# EXERCISE TASK
Go through the listing and copy every line word for word.

# SUPPLIED ENTRIES
------------
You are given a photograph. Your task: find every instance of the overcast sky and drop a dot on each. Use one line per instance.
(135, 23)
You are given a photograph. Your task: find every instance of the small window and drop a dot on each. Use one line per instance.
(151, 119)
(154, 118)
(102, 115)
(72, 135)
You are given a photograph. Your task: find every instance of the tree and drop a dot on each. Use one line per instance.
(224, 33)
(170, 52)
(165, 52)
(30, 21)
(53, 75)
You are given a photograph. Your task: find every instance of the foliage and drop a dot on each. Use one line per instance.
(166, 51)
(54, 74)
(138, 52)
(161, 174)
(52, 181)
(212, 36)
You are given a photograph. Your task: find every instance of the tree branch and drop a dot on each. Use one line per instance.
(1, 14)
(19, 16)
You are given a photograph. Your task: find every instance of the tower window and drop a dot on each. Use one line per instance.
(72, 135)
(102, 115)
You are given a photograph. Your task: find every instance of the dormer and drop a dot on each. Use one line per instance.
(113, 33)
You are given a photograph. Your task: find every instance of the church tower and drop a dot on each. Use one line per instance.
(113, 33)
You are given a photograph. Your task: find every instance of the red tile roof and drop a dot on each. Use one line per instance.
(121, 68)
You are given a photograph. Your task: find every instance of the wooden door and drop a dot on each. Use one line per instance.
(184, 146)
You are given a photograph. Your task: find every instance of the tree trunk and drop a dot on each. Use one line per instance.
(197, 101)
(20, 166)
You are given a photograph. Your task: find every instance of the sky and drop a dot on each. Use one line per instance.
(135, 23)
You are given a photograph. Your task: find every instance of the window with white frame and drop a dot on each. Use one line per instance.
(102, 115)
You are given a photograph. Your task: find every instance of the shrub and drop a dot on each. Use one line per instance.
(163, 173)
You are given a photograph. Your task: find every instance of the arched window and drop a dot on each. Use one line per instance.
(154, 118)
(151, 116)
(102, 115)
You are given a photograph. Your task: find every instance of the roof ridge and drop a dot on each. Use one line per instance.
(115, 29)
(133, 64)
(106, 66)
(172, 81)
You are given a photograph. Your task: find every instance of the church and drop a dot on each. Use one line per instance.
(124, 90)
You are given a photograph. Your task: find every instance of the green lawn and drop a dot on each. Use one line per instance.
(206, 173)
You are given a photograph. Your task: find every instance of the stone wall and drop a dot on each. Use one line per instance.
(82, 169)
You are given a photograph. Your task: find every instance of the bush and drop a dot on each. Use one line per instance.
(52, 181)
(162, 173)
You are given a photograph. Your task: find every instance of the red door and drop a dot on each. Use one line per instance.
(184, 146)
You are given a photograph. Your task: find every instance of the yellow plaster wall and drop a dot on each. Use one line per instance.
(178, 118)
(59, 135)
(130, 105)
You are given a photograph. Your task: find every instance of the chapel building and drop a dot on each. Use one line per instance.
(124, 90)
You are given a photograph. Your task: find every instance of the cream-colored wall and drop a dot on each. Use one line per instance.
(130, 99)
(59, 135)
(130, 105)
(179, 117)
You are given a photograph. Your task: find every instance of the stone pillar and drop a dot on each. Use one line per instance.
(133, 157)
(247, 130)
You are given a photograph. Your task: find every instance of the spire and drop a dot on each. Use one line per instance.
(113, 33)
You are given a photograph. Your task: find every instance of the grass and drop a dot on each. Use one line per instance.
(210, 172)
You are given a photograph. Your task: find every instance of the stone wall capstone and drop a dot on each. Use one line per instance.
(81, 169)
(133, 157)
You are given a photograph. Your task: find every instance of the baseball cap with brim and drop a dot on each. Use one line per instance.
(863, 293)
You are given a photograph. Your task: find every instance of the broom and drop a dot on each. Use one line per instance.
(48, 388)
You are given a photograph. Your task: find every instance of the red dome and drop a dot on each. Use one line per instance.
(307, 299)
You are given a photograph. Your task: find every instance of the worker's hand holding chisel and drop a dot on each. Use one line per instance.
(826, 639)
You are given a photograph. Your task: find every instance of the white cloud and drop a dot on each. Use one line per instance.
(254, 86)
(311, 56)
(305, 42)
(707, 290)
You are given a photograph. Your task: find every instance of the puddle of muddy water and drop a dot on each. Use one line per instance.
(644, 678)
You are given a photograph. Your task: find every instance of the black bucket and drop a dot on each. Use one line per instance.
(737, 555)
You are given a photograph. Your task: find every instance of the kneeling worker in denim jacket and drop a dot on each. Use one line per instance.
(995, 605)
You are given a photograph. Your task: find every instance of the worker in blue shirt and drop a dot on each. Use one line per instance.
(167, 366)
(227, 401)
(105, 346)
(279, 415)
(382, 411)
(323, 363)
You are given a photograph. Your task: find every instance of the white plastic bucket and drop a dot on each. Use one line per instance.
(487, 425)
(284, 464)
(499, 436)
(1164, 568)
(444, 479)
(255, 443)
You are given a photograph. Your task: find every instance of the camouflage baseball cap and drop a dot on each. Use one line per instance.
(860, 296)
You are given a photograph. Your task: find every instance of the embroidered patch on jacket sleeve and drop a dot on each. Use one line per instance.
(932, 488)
------------
# RESPONSE TO THIS TASK
You are given a photograph. Your task: find every instance of the overcast sky and drop a dot on each. Use one line per instance.
(135, 23)
You are given a photograph. Your task: find every instance of the small window and drop a dot on each. Use one line per instance.
(151, 119)
(154, 118)
(102, 115)
(72, 135)
You are given a photograph. Your task: find every instance of the tree and drop a dot on each. Use one line per instance.
(224, 33)
(170, 52)
(165, 52)
(30, 21)
(53, 75)
You are given a photograph. Your task: find every instance of the foliage and drop a dot on each. Use one line per instance.
(166, 51)
(54, 74)
(138, 52)
(161, 174)
(52, 181)
(212, 36)
You are given a photograph. Your task: find every instance of the tree branch and drop a dot on each. Use one line per instance.
(1, 14)
(19, 16)
You are given a photograph. Your task: find every instance of the tower window and drop a dot on each. Use one line per instance.
(72, 135)
(102, 115)
You are given a photograph. Your task: find every instance of the dormer and drop a dot on each. Use one line per instance.
(113, 33)
You are given a photograph. Your task: find every instance of the church tower and drop a dot on each. Use one line per instance.
(113, 33)
You are given a photograph. Your task: find every instance of the red tile roof and drop a dot on each. Use one line per instance.
(121, 68)
You are given a photograph. Your task: find every instance of the wooden door and drop a dot on each. Use one line per instance.
(184, 146)
You are given a photograph. Your task: find every instance of the tree trunk and drop a dot on each. Use one line per instance.
(197, 101)
(20, 166)
You are given a photograph. Your task: find every instance of the sky and drop a dot on each. Use one line per instance.
(135, 23)
You are given a photograph. Your task: find every instance of the window with white frame and drop a dot on each. Use one line per instance.
(102, 115)
You are given a photograph. Your task: find every instance of the shrub and drop a dot on each. Use one line per instance.
(163, 173)
You are given a photograph. Your task: find every instance of the arched window and drop a dot on each. Use one line per instance.
(154, 118)
(151, 116)
(102, 115)
You are given a photograph. Your task: find every instance of the roof ridge and drop a dot on each. Use one line per instance.
(115, 29)
(133, 64)
(106, 66)
(172, 81)
You are given a photograph. Your task: find every instance of the church and drop a dot on each. Use one line per instance.
(124, 90)
You are given a photograph. Your task: find every instance of the green lawn and drop a dot on each. Use one line per instance.
(206, 173)
You are given a photograph. Your task: find every instance of the stone wall and drop a dot on each. Use one line per instance.
(82, 169)
You are given a photograph. Your task: find every instance of the bush and drop a dot on each. Use one line per instance.
(52, 181)
(162, 173)
You are given a photograph. Your task: find every instance of the red door and drop a dot on each. Use one line per instance.
(184, 146)
You are given a photograph. Your task: find every instance of the yellow plaster wall and drop a dot on each. Use one line per instance.
(178, 118)
(59, 135)
(130, 105)
You are given a photograph. Your task: find every instance of the chapel building and drop a dot on each. Use one line per instance.
(124, 90)
You are given a photograph. Your task: find every instance of the cream-colored wall and drop a dot on each. Use one line per instance.
(130, 99)
(59, 135)
(130, 105)
(179, 117)
You are given a photograph. Your task: find every instance of the stone pillar and drop a dot on each. Use one line per instance.
(133, 157)
(247, 130)
You are given a photograph. Your task: find every instance of the spire and drop a dot on each. Use one line per instance.
(113, 33)
You are given a photograph. Your task: find every instance of the grass and drop a dot on each. Use one line per instance.
(210, 172)
You are given a photograph. Your task: find every instance of the stone wall capstone and drop a dot on each. Use one line per instance.
(81, 169)
(133, 157)
You are given a photograph. Your task: find every instance of the baseball cap with brim and drop a dot on each. Use one line per instance.
(863, 293)
You are given a photograph. Your task: find every instance of the broom and drop a dot on each. Use one line per instance.
(48, 388)
You are given a photograph. Your task: find every instance of the red dome and drop a dot on each. Use one line per instance.
(307, 299)
You are given a photograph. Your task: find every instance of the worker's hand holding chisel and drop a dot on each. Use one line per instance.
(826, 639)
You are given a photograph. Your task: find every instance of the white cloud and drop a dot on each. Use one line per instance.
(254, 86)
(311, 56)
(305, 42)
(707, 290)
You are given a photograph. Your task: find every instance of the puddle of muddy water and drop a dot on each. Use one line per instance.
(644, 678)
You are given a photograph. Your task: find every instance of the black bucket and drop a dot on each. Use one line per instance.
(737, 555)
You are given a photograph. Your task: find every instance of the kneeling worker in denim jacket and drop a dot on each. Use one line per instance.
(995, 605)
You are given a photograph. Your task: find every instance of the worker in blue shirt and drop a dot on each. Use one line per instance.
(167, 366)
(227, 401)
(105, 346)
(279, 415)
(382, 411)
(323, 363)
You are given a photograph. Your task: find every instance of the white plastic bucket and drop a dot on each. Use one line per instance.
(487, 425)
(284, 464)
(499, 436)
(1164, 568)
(444, 479)
(255, 443)
You are given a photograph. Your task: find every instance of the camouflage baseball cap and drop a dot on each. Use one line per instance.
(860, 296)
You are given a photograph. Your task: find every instance of the embroidered patch on jacket sleeve and drop a dot on each. Use one line per instance.
(932, 488)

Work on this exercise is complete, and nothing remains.